■ SOURCE MATERIAL ■
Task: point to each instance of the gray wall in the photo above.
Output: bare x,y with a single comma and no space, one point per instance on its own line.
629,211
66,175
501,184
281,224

■ WRITTEN REQUEST ■
Rescale the listing by repeating every line, including the requests, but multiply each x,y coordinate in the answers by 0.3, rounding to whole numbers with halves going up.

■ ANSWER BELOW ■
Task: point to each instance of the gray wall in the photo above.
Output: bare x,y with a single comma and no space, one point per instance on its own line.
189,63
20,53
150,55
84,67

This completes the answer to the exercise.